## ЗАДАНИЕ 1
Пожалуйста, отредактируйте записи начиная с их первой строки и до строки с «446 521 L 450» включительно: замените «railing bar» на «handrail», а всё прочее оставьте как есть. Приведите только эти строки.

## ЦИТИРУЕМЫЙ ОТРЫВОК
----
К 400-летию Династии Романовых …
I
За последние 20 лет словосочетание «государственная идеология» стало если не ругательным, то уж, по крайней мере, неприличным среди наших либералов. Однако без идеологии не живет ни один социум, поэтому государственная идеология после распада СССР сменилась другой идеологией. Правда, на этот раз - антигосударственной. Государство в либеральной парадигме - весьма относительная ценность: оно служит реализации прав и свобод индивида, а когда права и свободы этого индивида вступают в противоречие с самим существованием государства, то на смену оному приходит гражданское общество.
Гражданское общество - это общество индивидуумов (даже не личностей в традиционном христианском понимании), объединенных глобальными транснациональными организациями и лишенных любой формы идентичности, кроме индивидуальной. Вот как описывается гражданское общество в современной политической философии: «В этом обществе нет границ, нет строго определенных функций, нет сословий, нет каст и классов. Каждый атомарный гражданин следует за своими эгоистическими устремлениями, движимый жаждой комфорта и наслаждений; ограничения же возникают спонтанно только при столкновении с интересами другого гражданина»[i]. Инструментом для создания гражданского общества в либеральной парадигме служит правовое государство, т.е. государство (если это только можно назвать государством в традиционном смысле), которое должно служить соблюдению «естественных прав» индивидуума. Никаких других задач и целей государство ставить перед собой просто не имеет права! Ни о каком сакральном значении власти или философском осмыслении государства (вспомним государство философов у Платона) не может быть и речи! По крайней мере, такой взгляд на государство и политику имели предтечи современного либерализма - философы Нового времени: Н. Макиавелли, Жан Боден, Т. Гоббс, Ф. Бэкон, Дж. Локк. А знаменитый классик либерализма Дж. Стюарт Милль писал о об индивидууме как о человеке, освобожденном от любого содержания, любой сопричастности - «человеке без свойств»: «Сфера жизни индивидуума, которая имеет непосредственное отношение к нему самому, и есть сфера его индивидуальной свободы» («О свободе»)[ii].
----
## ПРЕДСТАВЛЕННЫЕ МАТЕРИАЛЫ

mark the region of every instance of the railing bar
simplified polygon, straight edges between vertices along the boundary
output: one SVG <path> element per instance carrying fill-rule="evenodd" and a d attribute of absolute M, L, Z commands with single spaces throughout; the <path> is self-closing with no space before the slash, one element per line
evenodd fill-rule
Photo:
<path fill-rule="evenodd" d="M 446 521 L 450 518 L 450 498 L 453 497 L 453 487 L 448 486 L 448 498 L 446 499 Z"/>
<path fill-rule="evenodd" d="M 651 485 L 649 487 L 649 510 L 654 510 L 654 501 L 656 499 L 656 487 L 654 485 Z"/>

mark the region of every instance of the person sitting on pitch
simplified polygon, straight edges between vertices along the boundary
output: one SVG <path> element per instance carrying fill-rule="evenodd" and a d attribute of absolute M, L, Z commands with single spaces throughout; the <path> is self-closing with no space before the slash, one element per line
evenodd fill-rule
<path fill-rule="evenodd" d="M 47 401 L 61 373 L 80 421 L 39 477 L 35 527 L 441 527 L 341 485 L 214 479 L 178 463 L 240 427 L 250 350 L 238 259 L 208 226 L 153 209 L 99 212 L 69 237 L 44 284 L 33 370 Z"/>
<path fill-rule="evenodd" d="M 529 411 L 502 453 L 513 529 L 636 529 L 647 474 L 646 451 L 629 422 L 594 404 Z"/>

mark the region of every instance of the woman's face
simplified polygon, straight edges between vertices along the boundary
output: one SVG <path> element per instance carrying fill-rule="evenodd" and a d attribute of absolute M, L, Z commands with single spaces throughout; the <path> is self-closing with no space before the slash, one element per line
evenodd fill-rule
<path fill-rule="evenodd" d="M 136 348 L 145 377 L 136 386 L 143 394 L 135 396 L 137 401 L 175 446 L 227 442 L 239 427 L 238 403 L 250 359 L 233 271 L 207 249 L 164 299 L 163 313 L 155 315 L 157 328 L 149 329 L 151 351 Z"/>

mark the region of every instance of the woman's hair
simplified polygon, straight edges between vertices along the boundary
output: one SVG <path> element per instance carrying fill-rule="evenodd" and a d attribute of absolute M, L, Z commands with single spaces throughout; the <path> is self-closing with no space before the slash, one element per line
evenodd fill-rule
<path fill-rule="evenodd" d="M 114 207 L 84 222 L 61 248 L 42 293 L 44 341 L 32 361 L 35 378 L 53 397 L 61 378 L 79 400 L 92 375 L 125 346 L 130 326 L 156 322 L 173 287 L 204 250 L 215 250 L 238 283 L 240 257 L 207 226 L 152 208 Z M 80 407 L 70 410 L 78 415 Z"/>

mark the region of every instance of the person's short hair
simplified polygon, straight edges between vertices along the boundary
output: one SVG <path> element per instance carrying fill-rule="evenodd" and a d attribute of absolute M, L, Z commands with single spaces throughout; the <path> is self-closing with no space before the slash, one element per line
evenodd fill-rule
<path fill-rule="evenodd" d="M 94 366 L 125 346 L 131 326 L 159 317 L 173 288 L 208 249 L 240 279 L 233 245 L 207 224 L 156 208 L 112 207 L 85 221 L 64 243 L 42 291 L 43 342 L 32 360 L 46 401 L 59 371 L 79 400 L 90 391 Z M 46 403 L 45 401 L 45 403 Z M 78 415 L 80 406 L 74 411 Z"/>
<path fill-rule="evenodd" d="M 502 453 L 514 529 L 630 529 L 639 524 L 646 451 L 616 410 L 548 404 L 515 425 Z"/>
----
## ЗАДАНИЕ 2
Продолжите текст о государственной идеологии и гражданском обществе, начав сразу после его последнего предложения.

## ИТОГОВЫЙ ОТВЕТ 1
mark the region of every instance of the handrail
simplified polygon, straight edges between vertices along the boundary
output: one SVG <path> element per instance carrying fill-rule="evenodd" and a d attribute of absolute M, L, Z commands with single spaces throughout; the <path> is self-closing with no space before the slash, one element per line
evenodd fill-rule
Photo:
<path fill-rule="evenodd" d="M 446 521 L 450 518 L 450 498 L 453 497 L 453 487 L 448 486 L 448 498 L 446 499 Z"/>

## ИТОГОВЫЙ ОТВЕТ 2
Но на этом борцы за свободу остановиться не смогли, машина была запущена и вышла из-под чьего-либо контроля. Либерализм привел человечество к отказу от самого человека - в этом новая антропология постмодерна. Современный французский философ Жан Бодрийар увидел в либеральном индивидууме стремление избавиться от самой идеи бытия, от содержания, превратиться в чистое функционирование без смысла, в бешеное воспроизводство без оригинала, наподобие размножения раковых клеток в организме. Если в классическом либерализме Милля свобода человека, понимаемая им только как «свобода от» («liberty» в противовес «свободе для» - «freedom») - это все же свобода именно человека, то современный либерализм готов освободить человека от самой сущности и подарить обществу постмодерна чистый атом - индивида. «Но последствия такого распада фатальны. Всякая вещь, теряющая свою сущность, подобна человеку, потерявшему свою тень: она погружается в хаос и теряется в нем», - пишет Бодрийар.[iii] В свою очередь православный христианин может сказать, что это есть потеря человеком образа Божьего, а миром своей «логосности» - смысла.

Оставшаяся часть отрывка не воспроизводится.